■「内定への一言」バックナンバー編


「世の中で、学生ほど時間がない者はいない



聞くところによると本メルマガは、福岡県内に存在する多くの就職サークル、就職支援団体の方も読んでいるそうです。どんな組織があるのか、僕は詳しくは知りませんが、これまで3年間顧問を引き受けてきて、10近くの団体の関係者がFUNを訪れました。


僕は、その中で2つの団体の責任者をしている学生さんと話したことがありますが、「運営で困っている」ということだったので相談に乗っていたら、2人ともFUNに入部してしまいました。別に、何もFUNのことを話したわけでもなかったのに




ミスドで生まれたFUNは、そのまま学内サークルになったので、なぜか社会人の僕が顧問を引き受けたまま、今に至っています。我ながら、変則的な形式だと感じます。最近はFUNの学生さんも、「自分たちで運営しよう!」と意気込んでいるそうで、僕も早く、いなくていい人になりたいものです。

## 課題の資料

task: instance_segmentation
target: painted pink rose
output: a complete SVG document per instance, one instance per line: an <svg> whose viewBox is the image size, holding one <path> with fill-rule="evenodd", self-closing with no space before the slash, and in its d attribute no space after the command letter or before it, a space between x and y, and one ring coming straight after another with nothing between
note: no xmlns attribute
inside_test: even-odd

## 設問
1. 読解文によると、FUNはどこで生まれましたか?
2. レコードから、文字列「attribute」を含む行をすべて報告してください。大文字と小文字は区別します。

## 解答
1. ミスドです。

2.
output: a complete SVG document per instance, one instance per line: an <svg> whose viewBox is the image size, holding one <path> with fill-rule="evenodd", self-closing with no space before the slash, and in its d attribute no space after the command letter or before it, a space between x and y, and one ring coming straight after another with nothing between
note: no xmlns attribute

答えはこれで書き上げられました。